• [RECORD EXTRACTS]:
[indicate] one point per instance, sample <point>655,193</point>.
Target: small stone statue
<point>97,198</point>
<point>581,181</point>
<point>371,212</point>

• [WHAT YOU ARE ASKED TO DO]: Update the items above: write them out again with "small stone statue" changed to "small stone sculpture" and everything else left as it is.

• [FINAL RESULT]:
[indicate] one point per instance, sample <point>655,193</point>.
Target: small stone sculpture
<point>97,198</point>
<point>581,181</point>
<point>371,212</point>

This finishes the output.